[start THE RECORDS]

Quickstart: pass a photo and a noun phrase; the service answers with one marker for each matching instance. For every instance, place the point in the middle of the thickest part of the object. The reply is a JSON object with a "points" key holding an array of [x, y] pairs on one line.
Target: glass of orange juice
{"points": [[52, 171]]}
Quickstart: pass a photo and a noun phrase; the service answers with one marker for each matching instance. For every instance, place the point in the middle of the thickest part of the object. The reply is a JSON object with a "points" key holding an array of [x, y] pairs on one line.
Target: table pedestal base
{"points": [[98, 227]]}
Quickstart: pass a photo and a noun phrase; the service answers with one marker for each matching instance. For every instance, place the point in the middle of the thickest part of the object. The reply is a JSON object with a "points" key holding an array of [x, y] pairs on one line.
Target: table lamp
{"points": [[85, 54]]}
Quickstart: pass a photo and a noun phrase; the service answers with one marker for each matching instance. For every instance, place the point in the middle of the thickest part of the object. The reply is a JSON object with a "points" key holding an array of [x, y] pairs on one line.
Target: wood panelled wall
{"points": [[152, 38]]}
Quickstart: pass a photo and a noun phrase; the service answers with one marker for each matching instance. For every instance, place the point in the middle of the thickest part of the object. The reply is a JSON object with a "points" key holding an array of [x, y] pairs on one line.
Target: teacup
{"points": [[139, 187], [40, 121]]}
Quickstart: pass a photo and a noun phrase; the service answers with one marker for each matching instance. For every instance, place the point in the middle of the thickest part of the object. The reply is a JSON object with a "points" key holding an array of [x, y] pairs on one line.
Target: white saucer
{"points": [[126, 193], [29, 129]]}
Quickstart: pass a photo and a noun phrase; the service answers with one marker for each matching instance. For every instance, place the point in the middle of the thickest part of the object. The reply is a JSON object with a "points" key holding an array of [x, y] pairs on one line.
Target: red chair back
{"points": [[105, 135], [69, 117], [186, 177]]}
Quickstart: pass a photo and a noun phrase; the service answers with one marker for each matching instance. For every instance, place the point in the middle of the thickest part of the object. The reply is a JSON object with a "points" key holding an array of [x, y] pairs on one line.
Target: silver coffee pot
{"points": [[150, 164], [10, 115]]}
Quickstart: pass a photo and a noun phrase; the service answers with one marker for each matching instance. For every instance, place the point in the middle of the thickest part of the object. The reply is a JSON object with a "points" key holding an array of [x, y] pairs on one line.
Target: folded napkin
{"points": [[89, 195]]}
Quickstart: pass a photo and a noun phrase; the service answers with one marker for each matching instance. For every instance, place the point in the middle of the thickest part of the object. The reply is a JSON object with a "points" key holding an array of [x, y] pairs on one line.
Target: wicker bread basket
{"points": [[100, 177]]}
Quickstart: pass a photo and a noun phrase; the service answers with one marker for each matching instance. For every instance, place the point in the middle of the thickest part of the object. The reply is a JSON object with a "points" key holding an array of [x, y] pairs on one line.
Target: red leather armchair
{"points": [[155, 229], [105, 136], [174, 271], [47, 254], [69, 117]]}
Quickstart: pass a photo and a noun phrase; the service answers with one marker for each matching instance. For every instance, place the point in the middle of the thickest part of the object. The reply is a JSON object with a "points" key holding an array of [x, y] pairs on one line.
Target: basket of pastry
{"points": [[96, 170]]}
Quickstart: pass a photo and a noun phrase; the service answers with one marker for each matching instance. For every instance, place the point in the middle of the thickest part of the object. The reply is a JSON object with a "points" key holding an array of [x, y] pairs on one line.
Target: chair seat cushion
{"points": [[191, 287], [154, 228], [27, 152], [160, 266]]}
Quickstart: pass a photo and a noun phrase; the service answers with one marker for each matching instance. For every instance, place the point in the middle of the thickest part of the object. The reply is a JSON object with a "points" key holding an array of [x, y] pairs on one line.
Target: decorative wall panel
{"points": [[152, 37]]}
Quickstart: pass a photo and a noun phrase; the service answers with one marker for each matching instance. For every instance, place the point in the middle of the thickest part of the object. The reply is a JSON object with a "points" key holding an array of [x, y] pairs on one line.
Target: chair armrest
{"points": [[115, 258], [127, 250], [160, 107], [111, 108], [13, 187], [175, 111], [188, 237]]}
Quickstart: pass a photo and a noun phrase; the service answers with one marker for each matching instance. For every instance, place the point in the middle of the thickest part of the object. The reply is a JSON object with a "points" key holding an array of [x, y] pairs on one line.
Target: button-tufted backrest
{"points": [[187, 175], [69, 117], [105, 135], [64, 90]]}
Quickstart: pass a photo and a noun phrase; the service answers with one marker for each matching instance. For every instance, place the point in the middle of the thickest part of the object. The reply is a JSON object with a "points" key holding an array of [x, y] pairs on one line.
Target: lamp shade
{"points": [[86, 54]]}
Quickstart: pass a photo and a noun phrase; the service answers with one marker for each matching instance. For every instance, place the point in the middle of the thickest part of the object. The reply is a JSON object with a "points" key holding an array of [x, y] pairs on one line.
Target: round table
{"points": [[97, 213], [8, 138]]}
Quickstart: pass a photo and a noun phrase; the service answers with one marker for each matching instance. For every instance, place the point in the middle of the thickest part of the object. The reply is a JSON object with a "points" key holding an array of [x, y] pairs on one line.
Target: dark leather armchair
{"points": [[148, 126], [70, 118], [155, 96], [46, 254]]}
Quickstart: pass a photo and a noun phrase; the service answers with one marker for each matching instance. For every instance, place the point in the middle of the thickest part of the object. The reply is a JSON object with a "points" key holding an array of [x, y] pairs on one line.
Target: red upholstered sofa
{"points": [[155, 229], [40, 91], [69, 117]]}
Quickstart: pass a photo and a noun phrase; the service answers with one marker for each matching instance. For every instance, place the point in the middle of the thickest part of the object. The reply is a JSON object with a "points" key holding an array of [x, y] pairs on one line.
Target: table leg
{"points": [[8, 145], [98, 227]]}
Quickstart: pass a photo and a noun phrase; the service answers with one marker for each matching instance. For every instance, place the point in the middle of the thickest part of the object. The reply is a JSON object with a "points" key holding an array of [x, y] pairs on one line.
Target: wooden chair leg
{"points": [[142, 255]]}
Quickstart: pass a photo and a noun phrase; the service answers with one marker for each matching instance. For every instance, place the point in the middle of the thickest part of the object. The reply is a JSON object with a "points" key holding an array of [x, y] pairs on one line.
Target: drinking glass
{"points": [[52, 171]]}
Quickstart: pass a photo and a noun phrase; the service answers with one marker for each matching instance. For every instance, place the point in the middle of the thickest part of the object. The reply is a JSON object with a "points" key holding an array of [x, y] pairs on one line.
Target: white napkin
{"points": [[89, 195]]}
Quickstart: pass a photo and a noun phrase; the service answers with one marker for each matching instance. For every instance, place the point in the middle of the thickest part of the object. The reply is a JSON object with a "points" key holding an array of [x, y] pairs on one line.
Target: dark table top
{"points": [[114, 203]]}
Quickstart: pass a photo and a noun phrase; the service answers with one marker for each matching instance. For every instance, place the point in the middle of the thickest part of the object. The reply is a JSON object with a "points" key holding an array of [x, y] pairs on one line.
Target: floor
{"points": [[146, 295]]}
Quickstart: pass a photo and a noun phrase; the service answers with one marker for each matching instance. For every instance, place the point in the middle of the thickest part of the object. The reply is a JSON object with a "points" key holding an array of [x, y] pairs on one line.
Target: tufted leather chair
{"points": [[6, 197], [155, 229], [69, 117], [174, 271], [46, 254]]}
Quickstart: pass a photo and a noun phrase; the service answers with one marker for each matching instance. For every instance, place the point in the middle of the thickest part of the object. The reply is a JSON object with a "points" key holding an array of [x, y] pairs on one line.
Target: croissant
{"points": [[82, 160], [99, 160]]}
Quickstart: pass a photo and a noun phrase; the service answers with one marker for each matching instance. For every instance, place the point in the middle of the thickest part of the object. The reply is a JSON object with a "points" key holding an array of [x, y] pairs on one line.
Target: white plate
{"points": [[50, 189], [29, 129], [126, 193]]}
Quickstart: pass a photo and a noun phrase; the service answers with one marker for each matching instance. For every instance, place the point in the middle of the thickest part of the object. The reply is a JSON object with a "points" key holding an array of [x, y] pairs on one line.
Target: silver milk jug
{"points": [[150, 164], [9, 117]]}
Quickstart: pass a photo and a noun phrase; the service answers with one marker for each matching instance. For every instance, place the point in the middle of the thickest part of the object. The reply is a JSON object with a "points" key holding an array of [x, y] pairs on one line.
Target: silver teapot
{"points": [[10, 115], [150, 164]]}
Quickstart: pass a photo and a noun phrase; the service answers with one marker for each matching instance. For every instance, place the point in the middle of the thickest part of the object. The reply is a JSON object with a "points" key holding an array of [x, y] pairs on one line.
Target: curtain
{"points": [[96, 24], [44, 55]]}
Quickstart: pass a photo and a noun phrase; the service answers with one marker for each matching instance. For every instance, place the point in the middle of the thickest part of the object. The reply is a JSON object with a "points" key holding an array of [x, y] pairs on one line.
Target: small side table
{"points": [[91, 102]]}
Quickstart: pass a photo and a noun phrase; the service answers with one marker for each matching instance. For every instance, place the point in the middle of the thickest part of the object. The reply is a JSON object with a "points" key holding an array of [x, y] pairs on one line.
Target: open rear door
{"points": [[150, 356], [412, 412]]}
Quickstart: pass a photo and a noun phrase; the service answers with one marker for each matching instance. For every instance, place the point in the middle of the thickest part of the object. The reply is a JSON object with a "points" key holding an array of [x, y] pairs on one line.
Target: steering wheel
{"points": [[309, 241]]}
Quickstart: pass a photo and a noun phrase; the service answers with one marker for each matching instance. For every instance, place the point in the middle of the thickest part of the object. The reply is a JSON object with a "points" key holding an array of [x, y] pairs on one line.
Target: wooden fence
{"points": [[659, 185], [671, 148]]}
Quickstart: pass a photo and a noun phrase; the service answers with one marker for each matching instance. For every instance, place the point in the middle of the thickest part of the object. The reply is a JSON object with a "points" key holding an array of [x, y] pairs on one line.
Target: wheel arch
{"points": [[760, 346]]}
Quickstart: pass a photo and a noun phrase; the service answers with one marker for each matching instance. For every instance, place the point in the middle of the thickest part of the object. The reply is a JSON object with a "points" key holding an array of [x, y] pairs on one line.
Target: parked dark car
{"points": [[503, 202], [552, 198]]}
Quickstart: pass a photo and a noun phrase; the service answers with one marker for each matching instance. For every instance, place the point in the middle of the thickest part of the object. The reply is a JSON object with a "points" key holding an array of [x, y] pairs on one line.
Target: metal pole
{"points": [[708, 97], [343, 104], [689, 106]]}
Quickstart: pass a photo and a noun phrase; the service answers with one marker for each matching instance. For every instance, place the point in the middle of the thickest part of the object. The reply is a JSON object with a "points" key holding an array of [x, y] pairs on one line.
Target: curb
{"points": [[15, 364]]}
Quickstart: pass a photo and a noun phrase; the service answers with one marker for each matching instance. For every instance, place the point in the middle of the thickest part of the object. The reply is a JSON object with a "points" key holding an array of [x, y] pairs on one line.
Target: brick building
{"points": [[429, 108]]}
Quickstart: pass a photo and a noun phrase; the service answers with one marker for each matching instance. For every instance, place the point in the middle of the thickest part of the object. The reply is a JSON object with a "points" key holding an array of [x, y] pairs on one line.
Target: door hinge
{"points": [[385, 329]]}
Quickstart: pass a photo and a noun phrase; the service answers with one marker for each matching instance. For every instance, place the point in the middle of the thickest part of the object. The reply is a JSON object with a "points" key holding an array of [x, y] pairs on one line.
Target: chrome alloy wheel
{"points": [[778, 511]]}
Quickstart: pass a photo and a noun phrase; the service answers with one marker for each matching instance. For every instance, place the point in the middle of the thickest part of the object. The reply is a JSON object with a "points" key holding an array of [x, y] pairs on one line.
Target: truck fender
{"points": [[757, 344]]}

[end THE RECORDS]

### TASK GOAL:
Copy out each line of the records above that contains the word "wooden".

### ANSWER FOR THE TASK:
Target: wooden chair leg
Target: wooden fence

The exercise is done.